╭─ Excerpted text

John Korir defended his Boston Marathon title in 2:01:52 on Monday, breaking Geoffrey Mutai's 2:03:02 course record from 2011 in the third-fastest road marathon ever run. [1] Temperatures at the Hopkinton start sat in the upper 20s to mid-30s; wind chill through the 26.2 miles ran near 37 degrees. Twenty-two runners aged 80 and older completed the course in the field of 30,000 starters, including the third Boston for an 80-year-old profiled in the Globe this month. [2]
The paper's Tuesday brief opened the 80-plus cohort question against the BAA's medical-tent architecture. Wednesday's read: two days out, no formal BAA medical summary has been released, but volunteer coordinators speaking to WBUR last week — and the 2015-2019 peer-reviewed data in Medicine & Science in Sports & Exercise — converge on the same pattern. A warm Boston Marathon routinely loads finish-line and course medical tents to 8-9% of the field; the 2024 race hospitalized 77. [3] A cold race at 37-degree wind chill historically runs well below that, because exertional heat stroke — the condition the Heat Deck at the St. James tent is built for — tracks tightly with start-line temperature.
The operational read: 1,800 medical volunteers prepared for a warm-weather contingency and got the opposite. An 80-year-old finishing in 37-degree wind chill is the 80-plus cohort story. The medical tent staying quiet is the other one. Both happened because the weather cooperated — a variable the BAA does not control and the climate trajectory is making harder to forecast year over year.

╰─
╭─ Extracted material

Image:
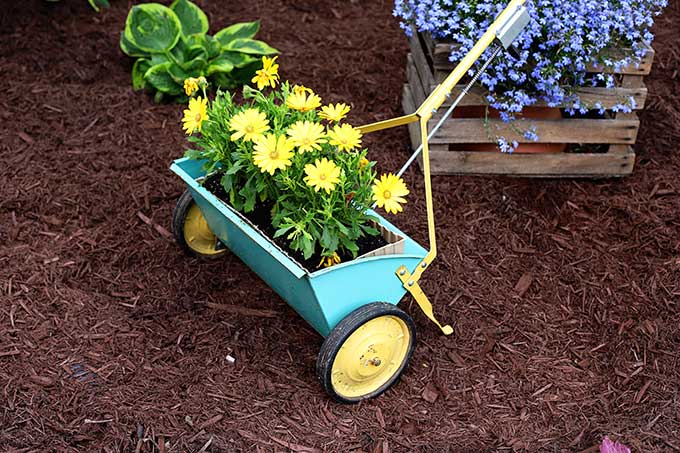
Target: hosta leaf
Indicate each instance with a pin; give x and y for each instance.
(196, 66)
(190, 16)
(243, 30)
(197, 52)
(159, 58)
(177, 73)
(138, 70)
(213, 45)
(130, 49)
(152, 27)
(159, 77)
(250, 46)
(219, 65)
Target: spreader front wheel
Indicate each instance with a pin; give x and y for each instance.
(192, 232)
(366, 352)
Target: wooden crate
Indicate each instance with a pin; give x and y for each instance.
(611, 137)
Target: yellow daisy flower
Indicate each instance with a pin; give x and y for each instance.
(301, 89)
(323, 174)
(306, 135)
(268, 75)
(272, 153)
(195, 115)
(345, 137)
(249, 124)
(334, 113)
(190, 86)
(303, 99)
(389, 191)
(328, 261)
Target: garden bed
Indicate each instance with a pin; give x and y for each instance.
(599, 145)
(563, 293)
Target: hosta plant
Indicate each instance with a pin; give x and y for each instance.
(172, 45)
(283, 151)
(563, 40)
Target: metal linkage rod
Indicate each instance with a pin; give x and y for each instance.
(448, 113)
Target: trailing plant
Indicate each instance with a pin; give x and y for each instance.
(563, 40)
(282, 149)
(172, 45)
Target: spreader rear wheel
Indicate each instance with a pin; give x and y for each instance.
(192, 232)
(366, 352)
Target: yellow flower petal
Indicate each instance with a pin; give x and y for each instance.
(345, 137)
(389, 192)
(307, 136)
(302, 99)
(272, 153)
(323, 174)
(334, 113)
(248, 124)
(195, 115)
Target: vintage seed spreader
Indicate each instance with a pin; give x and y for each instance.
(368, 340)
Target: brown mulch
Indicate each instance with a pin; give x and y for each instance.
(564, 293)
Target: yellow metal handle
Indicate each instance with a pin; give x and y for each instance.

╰─

Work task A
Answer from the Boston Marathon report:
(i) What was John Korir's winning time?
(ii) How many runners did the 2024 race hospitalize?
(iii) How many medical volunteers prepared for a warm-weather contingency?
Work task B
Can you retype the stretch of the Boston Marathon report from "The operational read: 1,800" through "year over year."?

Output A
(i) 2:01:52
(ii) 77
(iii) 1,800

Output B
The operational read: 1,800 medical volunteers prepared for a warm-weather contingency and got the opposite. An 80-year-old finishing in 37-degree wind chill is the 80-plus cohort story. The medical tent staying quiet is the other one. Both happened because the weather cooperated — a variable the BAA does not control and the climate trajectory is making harder to forecast year over year.